Excerpted passage:
Shri Kayman Sankar was known as a rice man and a wealthy person. But he was also a very humble simple and unassuming person. He was, above all, a humanitarian and cricket promoter. He also took a keen interest in supporting and institutionalizing Indian cultural traditions.
I had the good fortune of meeting Kayman-ji several years ago at his lovely home for an interview for a column in a New York newspaper as well as for his biography that was published by GOPIO in one of its publications some 15 years ago.
Kayman-ji was very kind and warm hosting me and a NACTA pollster colleague from Trinidad for lunch at his home as well as putting us up for the night at his guest house with all the compliments of dinner and drinks. My guest and I never forget that experience.
His wife and his granddaughter were very warm, courteous and kind to me and my Trini guest who had come to assist with the conduct of several NACTA surveys on the coast.
When I met him during the late 90s, his health was not doing very well and he talked about his debilitating condition. I offered him encouragement to overcome his medical condition. I brought greetings and blessings from a Hindu Swami from Mysore, India, who Kayman-ji knew very well and who was the developer of the magnificent Hanuman temple in Couva, Central Trinidad. The swami had prepared a tabeje (amulet) that he requested Kayman-ji carry with him.
On the coast, those I spoke with described Shri Kayman as an early developer of the rice industry. Shri Kayman got his big break under Dr. Jagan in the early 1960s and he went on to play a very pivotal role in the rice industry. He was the biggest rice man in the country for many years bringing in a lot of foreign exchange when foreign currency was very scarce. He assisted many rice farmers especially when crop yields were low and farmers incurred losses. With is help, they were able to eat. Rice was the dominant industry that sustained so many lives.

Supplied material:
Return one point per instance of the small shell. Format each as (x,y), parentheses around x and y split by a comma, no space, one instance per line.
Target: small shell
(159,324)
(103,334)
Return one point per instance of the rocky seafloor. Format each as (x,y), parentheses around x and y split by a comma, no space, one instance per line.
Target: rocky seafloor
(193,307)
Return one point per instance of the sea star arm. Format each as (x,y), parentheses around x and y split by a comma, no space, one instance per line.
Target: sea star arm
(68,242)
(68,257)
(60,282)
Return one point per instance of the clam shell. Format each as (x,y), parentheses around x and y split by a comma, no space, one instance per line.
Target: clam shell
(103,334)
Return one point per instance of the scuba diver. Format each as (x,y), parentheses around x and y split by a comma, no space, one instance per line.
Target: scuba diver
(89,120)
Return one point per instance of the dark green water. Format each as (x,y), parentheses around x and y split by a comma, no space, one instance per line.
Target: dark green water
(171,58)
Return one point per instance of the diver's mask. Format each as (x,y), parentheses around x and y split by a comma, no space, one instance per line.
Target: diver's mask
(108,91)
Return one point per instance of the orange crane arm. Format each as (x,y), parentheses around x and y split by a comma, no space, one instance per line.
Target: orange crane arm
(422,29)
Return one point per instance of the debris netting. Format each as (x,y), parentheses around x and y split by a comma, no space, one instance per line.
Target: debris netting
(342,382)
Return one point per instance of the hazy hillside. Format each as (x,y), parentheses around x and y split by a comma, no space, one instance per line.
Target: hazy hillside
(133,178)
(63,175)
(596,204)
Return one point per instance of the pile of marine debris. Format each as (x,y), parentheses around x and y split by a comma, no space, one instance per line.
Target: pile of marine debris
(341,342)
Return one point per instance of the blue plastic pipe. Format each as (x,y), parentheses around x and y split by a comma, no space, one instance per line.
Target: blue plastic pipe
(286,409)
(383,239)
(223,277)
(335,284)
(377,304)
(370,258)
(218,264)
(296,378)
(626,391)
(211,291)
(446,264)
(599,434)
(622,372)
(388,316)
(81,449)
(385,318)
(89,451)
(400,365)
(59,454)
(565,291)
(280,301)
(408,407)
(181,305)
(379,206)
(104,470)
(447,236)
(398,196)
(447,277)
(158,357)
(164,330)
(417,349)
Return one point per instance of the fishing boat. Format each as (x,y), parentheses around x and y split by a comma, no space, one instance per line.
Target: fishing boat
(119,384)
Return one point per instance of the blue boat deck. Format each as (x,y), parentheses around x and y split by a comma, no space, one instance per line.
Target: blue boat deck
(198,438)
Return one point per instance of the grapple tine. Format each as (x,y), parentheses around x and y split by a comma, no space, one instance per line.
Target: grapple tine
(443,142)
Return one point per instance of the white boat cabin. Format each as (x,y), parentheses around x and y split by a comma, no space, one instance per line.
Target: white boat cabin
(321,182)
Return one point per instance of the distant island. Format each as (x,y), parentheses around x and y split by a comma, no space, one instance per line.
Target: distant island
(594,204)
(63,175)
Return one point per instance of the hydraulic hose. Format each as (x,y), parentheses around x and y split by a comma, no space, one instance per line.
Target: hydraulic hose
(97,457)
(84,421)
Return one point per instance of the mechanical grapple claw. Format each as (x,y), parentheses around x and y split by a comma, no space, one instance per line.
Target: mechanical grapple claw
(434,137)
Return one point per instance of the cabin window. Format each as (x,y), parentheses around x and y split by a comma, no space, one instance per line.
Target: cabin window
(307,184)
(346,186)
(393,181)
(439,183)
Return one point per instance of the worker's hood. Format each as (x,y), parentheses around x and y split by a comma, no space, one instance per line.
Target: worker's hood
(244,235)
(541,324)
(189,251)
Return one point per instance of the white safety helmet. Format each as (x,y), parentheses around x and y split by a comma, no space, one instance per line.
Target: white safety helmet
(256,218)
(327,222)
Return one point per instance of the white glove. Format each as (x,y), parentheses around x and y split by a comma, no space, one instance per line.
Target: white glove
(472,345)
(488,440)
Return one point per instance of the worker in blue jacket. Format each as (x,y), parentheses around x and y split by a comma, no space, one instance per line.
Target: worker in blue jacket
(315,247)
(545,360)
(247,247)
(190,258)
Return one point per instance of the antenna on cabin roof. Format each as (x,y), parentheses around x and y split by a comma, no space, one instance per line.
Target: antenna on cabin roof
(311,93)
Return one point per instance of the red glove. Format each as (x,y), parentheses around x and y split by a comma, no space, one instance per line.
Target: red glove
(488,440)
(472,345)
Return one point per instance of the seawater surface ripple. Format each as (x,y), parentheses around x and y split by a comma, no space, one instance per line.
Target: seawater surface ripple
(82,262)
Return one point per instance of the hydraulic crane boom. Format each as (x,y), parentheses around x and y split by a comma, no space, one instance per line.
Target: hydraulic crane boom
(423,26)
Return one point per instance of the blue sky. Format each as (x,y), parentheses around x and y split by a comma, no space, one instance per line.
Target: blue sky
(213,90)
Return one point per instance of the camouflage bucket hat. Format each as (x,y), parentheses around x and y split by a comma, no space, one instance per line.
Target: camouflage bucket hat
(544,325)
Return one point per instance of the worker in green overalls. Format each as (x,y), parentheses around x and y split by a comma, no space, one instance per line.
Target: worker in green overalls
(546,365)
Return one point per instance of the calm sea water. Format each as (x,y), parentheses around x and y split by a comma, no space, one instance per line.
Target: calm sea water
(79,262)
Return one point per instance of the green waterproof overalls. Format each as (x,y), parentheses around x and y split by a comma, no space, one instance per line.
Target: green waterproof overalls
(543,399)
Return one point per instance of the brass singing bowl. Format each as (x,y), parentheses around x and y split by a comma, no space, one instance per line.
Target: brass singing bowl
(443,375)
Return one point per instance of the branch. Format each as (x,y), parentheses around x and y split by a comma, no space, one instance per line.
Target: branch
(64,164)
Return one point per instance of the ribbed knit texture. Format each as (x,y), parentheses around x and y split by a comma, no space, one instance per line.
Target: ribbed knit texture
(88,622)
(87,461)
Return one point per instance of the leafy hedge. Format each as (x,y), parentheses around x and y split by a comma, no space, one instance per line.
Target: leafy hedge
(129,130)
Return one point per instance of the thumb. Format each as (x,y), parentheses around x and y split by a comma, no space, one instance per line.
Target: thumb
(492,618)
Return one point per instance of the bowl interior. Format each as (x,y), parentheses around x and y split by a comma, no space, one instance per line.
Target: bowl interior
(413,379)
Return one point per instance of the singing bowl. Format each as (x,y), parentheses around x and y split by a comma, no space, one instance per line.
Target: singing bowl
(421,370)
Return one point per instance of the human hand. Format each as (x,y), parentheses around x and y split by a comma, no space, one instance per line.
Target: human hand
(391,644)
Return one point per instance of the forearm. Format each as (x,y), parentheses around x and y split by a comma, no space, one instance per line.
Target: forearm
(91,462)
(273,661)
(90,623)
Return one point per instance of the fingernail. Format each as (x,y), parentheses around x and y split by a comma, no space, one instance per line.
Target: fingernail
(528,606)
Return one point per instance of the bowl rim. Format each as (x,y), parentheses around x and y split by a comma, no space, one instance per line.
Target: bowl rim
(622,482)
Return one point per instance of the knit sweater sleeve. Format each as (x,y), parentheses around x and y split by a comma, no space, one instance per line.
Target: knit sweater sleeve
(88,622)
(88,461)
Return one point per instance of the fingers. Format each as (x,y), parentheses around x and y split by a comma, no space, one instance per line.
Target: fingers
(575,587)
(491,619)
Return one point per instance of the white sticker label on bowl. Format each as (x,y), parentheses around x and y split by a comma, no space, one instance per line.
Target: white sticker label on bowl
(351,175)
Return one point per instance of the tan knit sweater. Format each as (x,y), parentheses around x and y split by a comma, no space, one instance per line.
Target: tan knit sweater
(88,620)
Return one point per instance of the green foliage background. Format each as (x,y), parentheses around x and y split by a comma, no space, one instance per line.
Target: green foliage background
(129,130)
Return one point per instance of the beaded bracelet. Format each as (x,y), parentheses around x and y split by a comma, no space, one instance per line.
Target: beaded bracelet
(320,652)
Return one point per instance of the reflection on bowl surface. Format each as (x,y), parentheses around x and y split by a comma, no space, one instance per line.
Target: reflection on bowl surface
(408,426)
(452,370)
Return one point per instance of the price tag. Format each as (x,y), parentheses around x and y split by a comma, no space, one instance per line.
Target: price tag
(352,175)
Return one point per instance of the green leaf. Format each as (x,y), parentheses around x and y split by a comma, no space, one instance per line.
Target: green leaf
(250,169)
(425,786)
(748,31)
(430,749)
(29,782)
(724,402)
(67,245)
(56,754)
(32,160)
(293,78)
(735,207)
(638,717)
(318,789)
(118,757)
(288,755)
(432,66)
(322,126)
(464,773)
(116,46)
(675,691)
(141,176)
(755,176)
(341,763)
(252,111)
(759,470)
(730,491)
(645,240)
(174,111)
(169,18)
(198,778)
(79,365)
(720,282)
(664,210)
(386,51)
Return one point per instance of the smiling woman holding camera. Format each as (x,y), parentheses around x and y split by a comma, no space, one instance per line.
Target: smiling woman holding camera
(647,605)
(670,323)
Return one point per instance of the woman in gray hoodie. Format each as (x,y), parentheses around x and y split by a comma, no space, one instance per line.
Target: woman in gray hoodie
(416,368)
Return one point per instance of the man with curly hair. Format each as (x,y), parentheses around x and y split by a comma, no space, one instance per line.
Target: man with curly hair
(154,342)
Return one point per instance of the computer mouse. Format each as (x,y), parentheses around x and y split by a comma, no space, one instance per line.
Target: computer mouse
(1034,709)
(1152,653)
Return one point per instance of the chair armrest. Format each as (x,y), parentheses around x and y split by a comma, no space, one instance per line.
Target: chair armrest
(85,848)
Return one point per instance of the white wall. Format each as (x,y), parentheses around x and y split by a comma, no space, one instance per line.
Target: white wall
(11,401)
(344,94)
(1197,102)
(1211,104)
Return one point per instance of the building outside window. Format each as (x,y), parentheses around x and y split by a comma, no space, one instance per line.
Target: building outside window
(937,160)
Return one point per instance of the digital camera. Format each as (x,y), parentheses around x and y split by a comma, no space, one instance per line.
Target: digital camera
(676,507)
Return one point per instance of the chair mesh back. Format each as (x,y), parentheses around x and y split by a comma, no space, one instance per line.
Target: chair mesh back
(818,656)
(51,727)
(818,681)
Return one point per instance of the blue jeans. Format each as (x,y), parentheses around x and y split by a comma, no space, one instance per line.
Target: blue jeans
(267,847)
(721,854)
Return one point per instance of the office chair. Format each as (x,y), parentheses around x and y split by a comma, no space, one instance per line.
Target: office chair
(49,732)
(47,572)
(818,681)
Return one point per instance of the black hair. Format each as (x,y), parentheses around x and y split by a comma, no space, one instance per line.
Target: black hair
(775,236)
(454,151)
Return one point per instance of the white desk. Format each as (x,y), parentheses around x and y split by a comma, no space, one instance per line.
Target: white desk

Required tasks:
**a.** Answer these questions about the piece on Kayman Sankar, one per line:
(i) The interview was for a column in which city's newspaper?
(ii) Where is the Hanuman temple that the swami from Mysore developed?
(iii) Under whom, and in what period, did Shri Kayman get his big break?
**b.** Reproduce the piece on Kayman Sankar from "Kayman-ji was very" up to and including "on the coast.".
**c.** Carry on the piece about Kayman Sankar from where it stops.

List of answers:
**a.**
(i) New York
(ii) Couva, Central Trinidad
(iii) Under Dr. Jagan, in the early 1960s

**b.**
Kayman-ji was very kind and warm hosting me and a NACTA pollster colleague from Trinidad for lunch at his home as well as putting us up for the night at his guest house with all the compliments of dinner and drinks. My guest and I never forget that experience.
His wife and his granddaughter were very warm, courteous and kind to me and my Trini guest who had come to assist with the conduct of several NACTA surveys on the coast.

**c.**
When the rice industry was neglected and rice farmers marginalized, Kayman played the right politics and was able to revitalize the industry. And his contribution was pivotal for the expansion of the agricultural sector in the economy.
He had his manager take me for a tour of his rice milling complex including the packaging of rice exported to Trinidad. What an experience it was. I was raised on rice farming (and even did some rice harvesting and milling) but the rice cultivation of my family and those of others in the Corentyne was no match for Kayman’s huge operations that were mechanized as compared with ours on the Corentyne that was small scale. Uncle Kayman’s withdrawal from the rice industry was a serious loss especially after Dr. Jagan was elected to office. Nevertheless, Kayman’s contributions to rice will always be remembered.
Uncle Kayman, as many called him, also played a critical role in the development of cricket sponsoring several tournaments in Essequibo and aiding several cricketers who did not have funds to pursue their career. As a result of his help, they went on to represent Essequibo and the national team.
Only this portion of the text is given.